» **Task goal**
Exactly reproduce each line of the listing that follows.
==== The records
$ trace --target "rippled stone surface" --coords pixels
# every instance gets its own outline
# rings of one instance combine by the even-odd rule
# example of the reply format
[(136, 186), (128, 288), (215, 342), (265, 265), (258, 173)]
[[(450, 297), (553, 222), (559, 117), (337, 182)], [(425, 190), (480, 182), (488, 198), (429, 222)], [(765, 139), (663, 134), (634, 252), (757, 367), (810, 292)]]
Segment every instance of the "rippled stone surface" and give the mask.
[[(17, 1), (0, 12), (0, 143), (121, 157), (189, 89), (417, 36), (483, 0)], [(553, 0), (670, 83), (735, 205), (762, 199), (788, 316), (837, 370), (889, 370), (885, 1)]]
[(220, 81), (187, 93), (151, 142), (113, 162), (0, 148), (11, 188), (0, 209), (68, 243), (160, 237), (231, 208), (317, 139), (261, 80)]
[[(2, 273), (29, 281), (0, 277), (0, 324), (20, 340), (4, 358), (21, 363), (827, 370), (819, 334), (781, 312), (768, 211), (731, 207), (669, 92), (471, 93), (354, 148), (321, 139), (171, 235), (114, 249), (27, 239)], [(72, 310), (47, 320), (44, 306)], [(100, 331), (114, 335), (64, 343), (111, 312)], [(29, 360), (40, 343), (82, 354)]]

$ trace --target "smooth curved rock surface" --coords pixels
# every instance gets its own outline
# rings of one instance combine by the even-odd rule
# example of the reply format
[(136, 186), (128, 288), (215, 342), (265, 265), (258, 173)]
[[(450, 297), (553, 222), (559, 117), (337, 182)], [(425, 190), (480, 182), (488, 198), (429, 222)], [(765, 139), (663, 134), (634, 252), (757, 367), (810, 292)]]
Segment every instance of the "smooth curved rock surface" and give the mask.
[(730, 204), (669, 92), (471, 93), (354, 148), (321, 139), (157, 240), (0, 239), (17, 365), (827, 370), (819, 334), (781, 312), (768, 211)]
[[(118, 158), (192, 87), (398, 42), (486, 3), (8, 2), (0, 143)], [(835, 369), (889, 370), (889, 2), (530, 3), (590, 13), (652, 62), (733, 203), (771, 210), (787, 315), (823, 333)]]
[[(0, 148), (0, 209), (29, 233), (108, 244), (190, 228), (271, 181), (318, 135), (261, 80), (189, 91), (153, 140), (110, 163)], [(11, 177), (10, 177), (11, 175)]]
========
» **In response**
$ trace --target "rippled stone surface" --coords pixels
# every instance gets its own outline
# rings of one instance combine by the even-odd rule
# example of the reply format
[(136, 186), (128, 288), (215, 342), (265, 265), (258, 173)]
[[(450, 297), (553, 222), (559, 117), (337, 182)], [(425, 190), (480, 182), (488, 198), (429, 222)], [(765, 139), (663, 134), (634, 252), (757, 367), (810, 292)]]
Segment every instance of the "rippled stone surface" and give the mask.
[[(17, 1), (0, 12), (0, 143), (121, 157), (189, 89), (417, 36), (483, 0)], [(553, 0), (670, 83), (735, 205), (762, 199), (788, 316), (837, 370), (889, 370), (885, 1)]]
[(220, 81), (187, 93), (151, 142), (113, 162), (0, 148), (11, 188), (0, 209), (68, 243), (160, 237), (231, 208), (317, 139), (261, 80)]
[[(2, 273), (29, 281), (0, 277), (0, 324), (20, 340), (4, 358), (21, 363), (827, 370), (819, 334), (781, 312), (768, 211), (731, 207), (669, 92), (471, 93), (354, 148), (321, 139), (171, 235), (114, 249), (27, 239)], [(72, 310), (47, 320), (44, 306)], [(100, 331), (114, 335), (64, 343), (111, 312)], [(29, 360), (40, 343), (82, 354)]]

$ trace --target "smooth curved rock surface" --coords pixels
# every instance gets its own outline
# rings of one instance combine by the even-odd rule
# example of the reply format
[(136, 186), (128, 288), (215, 342), (265, 265), (258, 173)]
[[(450, 297), (553, 222), (559, 117), (337, 182)], [(425, 190), (480, 182), (488, 198), (429, 222)], [(765, 139), (663, 134), (634, 252), (757, 367), (810, 292)]]
Segment every instance of the "smooth curved rock surface" and give the mask.
[(730, 204), (669, 92), (471, 93), (354, 148), (321, 139), (157, 240), (0, 239), (17, 365), (827, 370), (819, 334), (781, 312), (768, 211)]
[[(118, 158), (192, 87), (398, 42), (486, 3), (8, 2), (0, 143)], [(835, 369), (889, 370), (889, 2), (530, 3), (590, 13), (652, 62), (733, 203), (771, 210), (787, 315), (823, 333)]]
[[(0, 148), (0, 209), (29, 233), (108, 244), (190, 228), (271, 181), (318, 135), (261, 80), (189, 91), (153, 140), (110, 163)], [(11, 177), (10, 177), (11, 175)]]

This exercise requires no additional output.